--- Given information ---

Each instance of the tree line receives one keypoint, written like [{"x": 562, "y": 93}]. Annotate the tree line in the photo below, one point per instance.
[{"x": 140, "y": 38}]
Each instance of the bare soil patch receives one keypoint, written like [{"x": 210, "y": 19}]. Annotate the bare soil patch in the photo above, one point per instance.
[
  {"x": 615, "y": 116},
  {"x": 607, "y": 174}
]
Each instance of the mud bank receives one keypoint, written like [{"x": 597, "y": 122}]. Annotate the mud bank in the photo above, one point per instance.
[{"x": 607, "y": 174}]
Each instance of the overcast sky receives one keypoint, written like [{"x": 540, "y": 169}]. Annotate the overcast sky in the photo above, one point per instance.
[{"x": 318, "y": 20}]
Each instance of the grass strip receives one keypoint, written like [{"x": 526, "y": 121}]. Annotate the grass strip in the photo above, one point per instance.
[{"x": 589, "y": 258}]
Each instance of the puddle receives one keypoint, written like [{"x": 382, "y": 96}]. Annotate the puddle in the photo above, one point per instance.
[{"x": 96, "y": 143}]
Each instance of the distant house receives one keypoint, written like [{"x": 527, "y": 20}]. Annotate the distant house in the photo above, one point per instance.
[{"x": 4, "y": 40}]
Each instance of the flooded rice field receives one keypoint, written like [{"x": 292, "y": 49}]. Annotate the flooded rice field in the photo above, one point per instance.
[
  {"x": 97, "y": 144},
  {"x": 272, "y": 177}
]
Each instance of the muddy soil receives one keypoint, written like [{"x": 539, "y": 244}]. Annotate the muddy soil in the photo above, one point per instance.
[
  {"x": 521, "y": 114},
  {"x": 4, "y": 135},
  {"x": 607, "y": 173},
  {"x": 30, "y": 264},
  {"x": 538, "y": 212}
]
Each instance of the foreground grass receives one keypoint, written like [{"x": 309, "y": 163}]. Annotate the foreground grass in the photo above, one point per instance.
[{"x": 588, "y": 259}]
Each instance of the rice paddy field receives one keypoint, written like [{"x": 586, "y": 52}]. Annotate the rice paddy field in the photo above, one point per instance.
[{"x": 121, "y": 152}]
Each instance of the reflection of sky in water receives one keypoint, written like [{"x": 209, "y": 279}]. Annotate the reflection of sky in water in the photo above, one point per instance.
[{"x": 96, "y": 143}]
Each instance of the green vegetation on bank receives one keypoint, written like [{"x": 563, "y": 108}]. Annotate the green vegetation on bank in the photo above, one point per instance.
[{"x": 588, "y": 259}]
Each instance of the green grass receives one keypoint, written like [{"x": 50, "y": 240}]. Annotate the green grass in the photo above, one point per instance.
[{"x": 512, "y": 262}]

---

*Exercise:*
Restate all of the entries exactly, please.

*Response:*
Each instance of the tree line receives one keypoint, written like [{"x": 562, "y": 93}]. Annotate the tree line in the photo below, one point per instance.
[{"x": 140, "y": 38}]
Each instance of the bare soil patch receives one keypoint, written like [{"x": 210, "y": 19}]. Annotate the bare soil patch in the photo above, one point per instance.
[
  {"x": 615, "y": 116},
  {"x": 607, "y": 174}
]
Each instance of the mud bank receives one keypoint, written like [{"x": 597, "y": 122}]. Annotate the mud bank in the photo above, one point per instance.
[{"x": 607, "y": 174}]
Each instance of the overcast sky receives one keypoint, written like [{"x": 540, "y": 169}]. Annotate the overcast sky in the photo above, one point per instance.
[{"x": 318, "y": 20}]
Each instance of the grass strip receives one keypoint, written like [{"x": 526, "y": 121}]. Annotate the grass strip in the photo above, one point per instance.
[{"x": 589, "y": 258}]
Each instance of the puddle receives one keypoint, written like [{"x": 382, "y": 96}]. Annotate the puddle in the photo above, one point per instance.
[{"x": 96, "y": 143}]
Each instance of the distant house receives one keypoint, written like [{"x": 527, "y": 20}]. Annotate the distant house in the photo above, one point per instance.
[{"x": 4, "y": 40}]
Each instance of the flooded rice field receives one keypoint, written like [{"x": 292, "y": 49}]. Annotate the flooded rice field in the photo above, one point per instance.
[
  {"x": 97, "y": 144},
  {"x": 272, "y": 177}
]
Each instance of the muddy soil receives one keypoint, written like [{"x": 539, "y": 244}]. Annotate the muddy soil in the photo above, one point per instance.
[
  {"x": 521, "y": 114},
  {"x": 4, "y": 135},
  {"x": 607, "y": 173},
  {"x": 30, "y": 264},
  {"x": 538, "y": 212}
]
Each instance of the foreground grass receives one keypoint, written like [{"x": 309, "y": 163}]. Annotate the foreground grass in the photo above, one point per instance.
[{"x": 588, "y": 259}]
Each instance of the rice paddy field receives one keypoint, written like [{"x": 586, "y": 52}]. Annotate the rice paddy field in the photo above, one point per instance.
[{"x": 121, "y": 152}]
Each instance of the reflection of sky in water receives one keypoint, written like [{"x": 209, "y": 279}]. Annotate the reflection of sky in water in the photo above, one point per instance.
[{"x": 96, "y": 143}]
Each instance of the green vegetation on bank receives one keypoint, written like [{"x": 563, "y": 108}]. Annotate the green vegetation on bank in the photo above, one point per instance.
[{"x": 588, "y": 259}]
Each instance of the green grass receives one keypoint, written like [{"x": 50, "y": 240}]. Annotate the green grass in the photo above, one point per instance.
[{"x": 512, "y": 262}]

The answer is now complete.